> _SOAL_:
Nyatakan apakah setiap pernyataan di bawah ini sesuai dengan kutipan teks. Jawab ya atau tidak, lalu kutip kata-kata penentunya dari kutipan teks:
1. Suasana sekolah pada hari itu terasa sama seperti hari-hari biasanya.
2. Lantai lapangan sekolah beralaskan aspal.
3. Teman yang menyampaikan kabar itu juga mendaftar ke IPB.

> _KUTIPAN TEKS_:
»»

Minggu, 22 April 2012

Tanpa segan, matahari  bersinar di pagi hari itu dengan cerah merona, seolah hendak memberikan tanda bahwa akan ada kabar gembira yang segera menghampiri diriku. Tidak seperti hari-hari biasanya, suasana sekolah swastaku terasa nyaman dan menyenangkan. Udara, pepohonan, lantai lapangan sekolah yang beralaskan aspal, dan riuh rendah suara warga sekolah saat itu seperti ikut sepakat dengan tindakan matahari, memberikan kabar gembira.
Aku jalani rutinitas sekolahku sebagaimana biasanya, namun ada yang berbeda di hari itu. Spesial, hanya sekali, menggembirakan, sekaligus menggelisahkan.
“Go, lo masuk ipb” kata salah seorang teman baikku yang juga mendaftar ke IPB,  Nenda Andremico namanya.

««

> _DAFTAR BARIS_:
»»

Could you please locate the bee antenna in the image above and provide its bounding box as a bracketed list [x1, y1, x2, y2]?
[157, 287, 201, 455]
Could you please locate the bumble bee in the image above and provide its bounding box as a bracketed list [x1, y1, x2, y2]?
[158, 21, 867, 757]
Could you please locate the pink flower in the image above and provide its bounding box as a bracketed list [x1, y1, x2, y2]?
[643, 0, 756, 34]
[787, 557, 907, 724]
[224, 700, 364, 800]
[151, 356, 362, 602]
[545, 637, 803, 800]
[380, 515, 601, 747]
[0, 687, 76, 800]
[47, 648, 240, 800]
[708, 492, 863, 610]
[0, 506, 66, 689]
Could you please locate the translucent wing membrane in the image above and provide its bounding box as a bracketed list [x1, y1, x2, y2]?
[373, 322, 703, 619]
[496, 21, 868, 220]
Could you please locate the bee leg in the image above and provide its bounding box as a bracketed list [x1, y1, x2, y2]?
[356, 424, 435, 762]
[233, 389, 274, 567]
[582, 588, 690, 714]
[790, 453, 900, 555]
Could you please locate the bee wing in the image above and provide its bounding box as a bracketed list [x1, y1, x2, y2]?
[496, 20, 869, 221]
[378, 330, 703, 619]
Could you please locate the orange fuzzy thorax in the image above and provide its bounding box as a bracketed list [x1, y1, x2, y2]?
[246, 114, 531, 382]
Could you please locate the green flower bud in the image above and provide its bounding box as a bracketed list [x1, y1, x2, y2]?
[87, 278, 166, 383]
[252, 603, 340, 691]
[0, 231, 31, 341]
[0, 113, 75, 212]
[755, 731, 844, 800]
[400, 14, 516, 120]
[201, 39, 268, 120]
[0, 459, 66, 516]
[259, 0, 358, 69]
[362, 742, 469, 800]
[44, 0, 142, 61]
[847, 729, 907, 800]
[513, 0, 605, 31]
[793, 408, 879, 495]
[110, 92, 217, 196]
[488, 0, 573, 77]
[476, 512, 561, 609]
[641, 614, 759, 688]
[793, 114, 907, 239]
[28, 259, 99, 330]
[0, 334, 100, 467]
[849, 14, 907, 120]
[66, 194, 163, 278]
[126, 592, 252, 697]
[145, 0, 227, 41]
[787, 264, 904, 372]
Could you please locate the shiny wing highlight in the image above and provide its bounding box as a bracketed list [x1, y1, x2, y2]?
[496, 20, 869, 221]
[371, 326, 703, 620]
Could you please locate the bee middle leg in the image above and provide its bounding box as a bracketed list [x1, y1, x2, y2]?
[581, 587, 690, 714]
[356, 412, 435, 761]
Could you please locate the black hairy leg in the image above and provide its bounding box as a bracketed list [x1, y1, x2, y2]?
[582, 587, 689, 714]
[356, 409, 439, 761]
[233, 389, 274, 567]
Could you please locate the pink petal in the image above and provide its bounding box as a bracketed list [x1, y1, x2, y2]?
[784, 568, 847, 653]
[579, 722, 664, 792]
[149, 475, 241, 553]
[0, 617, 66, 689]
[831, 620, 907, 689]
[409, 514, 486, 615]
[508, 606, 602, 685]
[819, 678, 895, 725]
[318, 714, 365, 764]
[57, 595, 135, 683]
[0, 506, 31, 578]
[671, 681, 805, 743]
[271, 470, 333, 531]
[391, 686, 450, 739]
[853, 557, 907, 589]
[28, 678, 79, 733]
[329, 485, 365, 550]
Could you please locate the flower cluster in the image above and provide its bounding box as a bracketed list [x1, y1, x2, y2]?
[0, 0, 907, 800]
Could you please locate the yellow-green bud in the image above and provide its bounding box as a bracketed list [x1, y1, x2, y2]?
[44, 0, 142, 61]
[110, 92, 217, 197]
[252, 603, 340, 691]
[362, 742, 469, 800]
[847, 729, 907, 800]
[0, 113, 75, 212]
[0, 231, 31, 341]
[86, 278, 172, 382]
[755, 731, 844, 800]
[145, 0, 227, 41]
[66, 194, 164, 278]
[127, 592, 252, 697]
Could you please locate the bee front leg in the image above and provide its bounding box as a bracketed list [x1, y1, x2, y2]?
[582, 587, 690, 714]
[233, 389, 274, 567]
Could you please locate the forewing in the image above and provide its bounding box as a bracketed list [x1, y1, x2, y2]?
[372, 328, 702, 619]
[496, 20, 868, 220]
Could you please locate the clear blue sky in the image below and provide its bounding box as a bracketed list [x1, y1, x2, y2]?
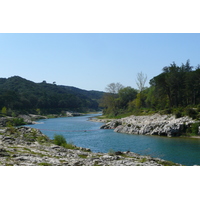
[0, 33, 200, 91]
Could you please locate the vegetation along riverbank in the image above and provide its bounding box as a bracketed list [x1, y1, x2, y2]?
[0, 127, 181, 166]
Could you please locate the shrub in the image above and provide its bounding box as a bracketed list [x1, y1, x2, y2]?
[53, 134, 77, 149]
[185, 108, 198, 119]
[191, 123, 200, 135]
[53, 134, 67, 146]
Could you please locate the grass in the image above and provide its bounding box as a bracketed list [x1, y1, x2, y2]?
[53, 134, 77, 149]
[38, 162, 52, 166]
[78, 155, 87, 158]
[158, 160, 179, 166]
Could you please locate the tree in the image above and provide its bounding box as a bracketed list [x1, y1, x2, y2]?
[136, 72, 147, 92]
[1, 106, 7, 115]
[106, 83, 124, 94]
[118, 87, 137, 108]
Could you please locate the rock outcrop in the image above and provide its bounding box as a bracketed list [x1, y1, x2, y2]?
[101, 114, 195, 137]
[0, 127, 180, 166]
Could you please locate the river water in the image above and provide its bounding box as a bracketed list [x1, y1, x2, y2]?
[25, 114, 200, 166]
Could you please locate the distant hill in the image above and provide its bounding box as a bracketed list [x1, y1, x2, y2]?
[0, 76, 104, 113]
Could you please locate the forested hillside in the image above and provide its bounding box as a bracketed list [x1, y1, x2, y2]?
[101, 60, 200, 118]
[0, 76, 103, 113]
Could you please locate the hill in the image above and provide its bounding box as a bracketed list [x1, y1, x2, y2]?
[0, 76, 104, 113]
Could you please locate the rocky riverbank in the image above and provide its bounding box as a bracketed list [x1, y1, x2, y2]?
[0, 127, 180, 166]
[0, 114, 47, 127]
[101, 114, 200, 137]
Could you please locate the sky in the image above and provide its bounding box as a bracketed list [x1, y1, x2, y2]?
[0, 33, 200, 91]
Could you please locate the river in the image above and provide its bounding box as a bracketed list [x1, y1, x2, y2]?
[25, 114, 200, 166]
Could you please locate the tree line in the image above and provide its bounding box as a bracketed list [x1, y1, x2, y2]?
[0, 76, 103, 114]
[100, 60, 200, 118]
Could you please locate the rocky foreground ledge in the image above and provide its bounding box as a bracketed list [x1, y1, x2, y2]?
[0, 127, 181, 166]
[101, 114, 200, 137]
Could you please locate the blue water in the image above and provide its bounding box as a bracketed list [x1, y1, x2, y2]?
[25, 114, 200, 166]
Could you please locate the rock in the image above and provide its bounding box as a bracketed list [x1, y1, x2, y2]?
[0, 127, 181, 166]
[101, 114, 197, 137]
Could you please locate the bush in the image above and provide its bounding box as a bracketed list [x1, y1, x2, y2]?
[185, 108, 198, 119]
[175, 111, 182, 118]
[53, 134, 77, 149]
[191, 123, 200, 135]
[53, 134, 67, 146]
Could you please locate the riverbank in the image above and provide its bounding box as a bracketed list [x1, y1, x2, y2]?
[93, 114, 200, 138]
[0, 127, 181, 166]
[0, 111, 85, 127]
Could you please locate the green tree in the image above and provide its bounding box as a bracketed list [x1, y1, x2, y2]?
[1, 106, 7, 115]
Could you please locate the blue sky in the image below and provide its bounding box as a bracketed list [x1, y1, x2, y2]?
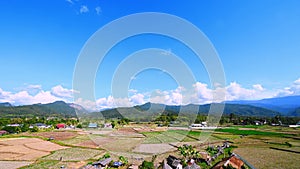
[0, 0, 300, 108]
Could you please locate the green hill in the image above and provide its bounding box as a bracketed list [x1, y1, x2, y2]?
[0, 101, 76, 118]
[94, 103, 280, 120]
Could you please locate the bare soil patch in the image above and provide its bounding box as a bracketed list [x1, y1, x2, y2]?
[0, 138, 67, 161]
[23, 131, 78, 140]
[0, 161, 32, 169]
[133, 144, 176, 154]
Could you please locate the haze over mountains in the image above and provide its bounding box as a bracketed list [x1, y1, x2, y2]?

««

> _JAWABAN LENGKAP_:
1. Tidak: "Tidak seperti hari-hari biasanya, suasana sekolah swastaku terasa nyaman dan menyenangkan."
2. Ya: "lantai lapangan sekolah yang beralaskan aspal"
3. Ya: "salah seorang teman baikku yang juga mendaftar ke IPB"